Collected data entries:
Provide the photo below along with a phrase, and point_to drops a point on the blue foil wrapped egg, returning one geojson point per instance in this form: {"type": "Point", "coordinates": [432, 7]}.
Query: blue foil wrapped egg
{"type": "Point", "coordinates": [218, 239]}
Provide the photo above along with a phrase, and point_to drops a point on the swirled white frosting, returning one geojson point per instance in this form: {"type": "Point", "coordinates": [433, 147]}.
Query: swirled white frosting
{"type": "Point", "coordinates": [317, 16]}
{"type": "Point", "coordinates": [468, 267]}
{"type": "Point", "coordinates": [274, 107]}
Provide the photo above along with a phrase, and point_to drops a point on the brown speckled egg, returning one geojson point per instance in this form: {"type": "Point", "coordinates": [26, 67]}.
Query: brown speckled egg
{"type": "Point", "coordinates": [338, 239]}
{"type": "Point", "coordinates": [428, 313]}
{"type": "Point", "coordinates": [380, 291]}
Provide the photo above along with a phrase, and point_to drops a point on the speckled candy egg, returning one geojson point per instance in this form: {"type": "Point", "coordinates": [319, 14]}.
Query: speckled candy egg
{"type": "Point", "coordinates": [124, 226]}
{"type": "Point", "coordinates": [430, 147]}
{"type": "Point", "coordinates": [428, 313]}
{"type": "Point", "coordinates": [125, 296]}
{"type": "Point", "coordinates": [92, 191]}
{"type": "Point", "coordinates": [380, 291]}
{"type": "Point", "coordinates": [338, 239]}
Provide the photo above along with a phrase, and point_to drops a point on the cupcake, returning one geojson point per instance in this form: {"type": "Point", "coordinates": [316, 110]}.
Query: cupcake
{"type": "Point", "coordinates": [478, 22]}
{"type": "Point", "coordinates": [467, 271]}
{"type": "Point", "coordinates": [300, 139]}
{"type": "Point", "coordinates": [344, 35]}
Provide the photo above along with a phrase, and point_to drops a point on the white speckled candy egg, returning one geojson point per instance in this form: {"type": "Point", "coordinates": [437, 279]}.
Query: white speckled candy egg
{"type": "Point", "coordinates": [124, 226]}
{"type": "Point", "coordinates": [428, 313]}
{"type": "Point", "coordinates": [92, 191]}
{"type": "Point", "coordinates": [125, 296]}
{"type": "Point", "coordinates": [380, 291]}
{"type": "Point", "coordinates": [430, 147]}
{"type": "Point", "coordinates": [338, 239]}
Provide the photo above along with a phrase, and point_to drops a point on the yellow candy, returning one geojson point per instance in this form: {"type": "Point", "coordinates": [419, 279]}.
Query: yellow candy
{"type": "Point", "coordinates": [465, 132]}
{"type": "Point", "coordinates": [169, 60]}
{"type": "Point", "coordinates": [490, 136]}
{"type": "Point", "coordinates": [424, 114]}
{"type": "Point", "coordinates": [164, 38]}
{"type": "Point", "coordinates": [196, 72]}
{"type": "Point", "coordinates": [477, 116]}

> What to produce
Extract every line of the data above and reproduce each one unchanged.

> Reply
Provide the photo below along with a phrase, and point_to drops a point on the blue foil wrapped egg, returning one geojson point per instance in this form: {"type": "Point", "coordinates": [432, 7]}.
Query: blue foil wrapped egg
{"type": "Point", "coordinates": [218, 239]}
Provide the photo above along with a phrase, and point_to drops a point on the swirled white frosting, returning one geojson point per instance in this form: {"type": "Point", "coordinates": [433, 147]}.
Query: swirled white frosting
{"type": "Point", "coordinates": [317, 16]}
{"type": "Point", "coordinates": [468, 267]}
{"type": "Point", "coordinates": [274, 107]}
Provide the photo above along with a phrase, and point_to drops a point on the brown speckled egg, returning one geojson point per instance in this form: {"type": "Point", "coordinates": [26, 67]}.
Query: brown speckled egg
{"type": "Point", "coordinates": [338, 239]}
{"type": "Point", "coordinates": [428, 313]}
{"type": "Point", "coordinates": [380, 291]}
Provide the photo above along with a phrase, and point_to drops a point on the speckled candy egg, returning one geojson point per instance in this form: {"type": "Point", "coordinates": [319, 14]}.
Query: speckled candy egg
{"type": "Point", "coordinates": [124, 226]}
{"type": "Point", "coordinates": [430, 147]}
{"type": "Point", "coordinates": [428, 313]}
{"type": "Point", "coordinates": [125, 296]}
{"type": "Point", "coordinates": [92, 191]}
{"type": "Point", "coordinates": [380, 291]}
{"type": "Point", "coordinates": [338, 239]}
Provide the photo above along with a phrase, and point_to drops a point on the cupcake, returning one geojson point per instance in this form: {"type": "Point", "coordinates": [316, 110]}.
Query: cupcake
{"type": "Point", "coordinates": [478, 22]}
{"type": "Point", "coordinates": [467, 271]}
{"type": "Point", "coordinates": [300, 139]}
{"type": "Point", "coordinates": [344, 35]}
Provide the photo above along with a phrase, and point_to drops a point on the white speckled candy egg, returning one geojson point per instance in this form: {"type": "Point", "coordinates": [437, 279]}.
Query: white speckled candy egg
{"type": "Point", "coordinates": [124, 226]}
{"type": "Point", "coordinates": [428, 313]}
{"type": "Point", "coordinates": [92, 191]}
{"type": "Point", "coordinates": [125, 296]}
{"type": "Point", "coordinates": [380, 291]}
{"type": "Point", "coordinates": [430, 147]}
{"type": "Point", "coordinates": [338, 239]}
Provide the photo above along with a phrase, and point_to drops a point on the yellow candy, returning one geojson point per instance in this form: {"type": "Point", "coordinates": [419, 279]}.
Query: yellow candy
{"type": "Point", "coordinates": [465, 132]}
{"type": "Point", "coordinates": [169, 60]}
{"type": "Point", "coordinates": [490, 136]}
{"type": "Point", "coordinates": [424, 114]}
{"type": "Point", "coordinates": [164, 38]}
{"type": "Point", "coordinates": [196, 72]}
{"type": "Point", "coordinates": [477, 116]}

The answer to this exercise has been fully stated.